EXERCISE INSTRUCTIONS » Reprint the whole of the data exactly.

Point localization data
◇ ◇ ◇ ◇ ◇

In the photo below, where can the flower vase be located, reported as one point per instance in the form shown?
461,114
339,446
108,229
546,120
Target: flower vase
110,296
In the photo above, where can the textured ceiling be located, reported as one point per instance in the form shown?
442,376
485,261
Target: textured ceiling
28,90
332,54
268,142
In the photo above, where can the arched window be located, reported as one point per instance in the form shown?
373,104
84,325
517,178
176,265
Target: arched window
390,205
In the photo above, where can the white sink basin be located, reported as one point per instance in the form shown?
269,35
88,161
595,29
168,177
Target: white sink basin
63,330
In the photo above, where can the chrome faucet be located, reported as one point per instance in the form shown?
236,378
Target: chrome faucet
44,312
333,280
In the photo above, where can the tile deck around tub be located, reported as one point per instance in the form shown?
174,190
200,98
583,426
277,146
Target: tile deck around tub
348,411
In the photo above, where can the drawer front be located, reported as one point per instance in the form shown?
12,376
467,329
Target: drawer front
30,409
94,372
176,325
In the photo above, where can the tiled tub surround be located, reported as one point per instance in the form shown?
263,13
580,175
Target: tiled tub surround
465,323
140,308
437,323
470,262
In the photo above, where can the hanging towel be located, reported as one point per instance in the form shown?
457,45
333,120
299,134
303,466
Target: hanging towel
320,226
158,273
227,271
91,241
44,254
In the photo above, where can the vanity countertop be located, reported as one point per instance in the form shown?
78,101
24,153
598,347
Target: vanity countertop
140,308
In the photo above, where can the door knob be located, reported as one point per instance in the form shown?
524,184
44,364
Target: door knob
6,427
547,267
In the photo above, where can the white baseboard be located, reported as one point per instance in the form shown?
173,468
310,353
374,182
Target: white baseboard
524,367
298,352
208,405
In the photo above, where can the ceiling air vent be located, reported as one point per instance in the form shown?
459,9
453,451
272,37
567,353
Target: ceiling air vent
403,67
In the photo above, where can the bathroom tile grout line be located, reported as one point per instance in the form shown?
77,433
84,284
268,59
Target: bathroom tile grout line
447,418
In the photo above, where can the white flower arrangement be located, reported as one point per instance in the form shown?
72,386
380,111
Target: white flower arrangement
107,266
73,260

◇ ◇ ◇ ◇ ◇

ANSWER SECTION »
In the photo below, where can the flower vase be located, reported as one point per instance in the form shown?
461,114
339,446
108,229
546,120
Target: flower vase
110,296
In the photo above, where can the textured ceiling be located, reported as one point per instance in the form shown?
442,376
485,261
Target: textured ceiling
28,90
332,54
268,142
In the photo above, where can the arched window be located, reported as one point per instance in the form shown?
373,104
84,325
517,178
176,265
Target: arched window
390,205
In the photo above, where can the white sink basin be located, reported as one point per instance in the form shown?
269,35
88,161
595,29
168,177
Target: white sink basin
63,330
In the photo above, where can the chrome faucet be located, reported as one point per instance in the form shown?
236,378
Target: chrome faucet
44,312
333,280
In the photo above, where can the tile deck around tub be located, reported as one point per instance in the form shown?
174,190
200,98
583,426
277,146
Target: tile deck around tub
348,411
In the photo above, where can the drawer front be located, reported as one point per instance in the form shown?
12,376
467,329
Target: drawer front
30,409
94,372
176,325
In the photo above, where can the tiled tub surround be located, reported as one point per instance in the form shown?
263,13
580,175
Target: tiled tub surround
465,323
140,308
437,323
470,262
In the photo above, where can the hanging towel be located, reported as one point per instance in the form shown?
457,45
333,120
299,134
303,466
Target: hanging towel
320,226
158,273
227,271
91,241
44,254
In the photo above, where can the vanity countertop be located, reported as one point per instance in the form shown?
78,101
24,153
598,347
Target: vanity countertop
140,308
In the photo above, where can the door knob be located, reported as one point per instance in the form shown?
524,184
44,364
Target: door knob
6,427
547,267
In the photo above, where can the white baseboard be located, reported as one point per instance in the form shown?
173,468
310,353
374,182
Target: white baseboard
524,367
298,352
208,405
In the photo above, where can the ceiling air vent be located, reported as one point per instance in the form shown?
459,9
453,451
272,37
567,353
Target: ceiling air vent
403,67
In the photo above, where can the bathroom tile grout line be located, reported as one point per instance in the form shown?
77,433
84,284
268,59
Target: bathroom tile grout line
447,418
In the photo above, where can the white flower arrangement be located, reported as one point per instance in the form shown?
72,386
380,111
Target: white flower arrangement
107,266
73,260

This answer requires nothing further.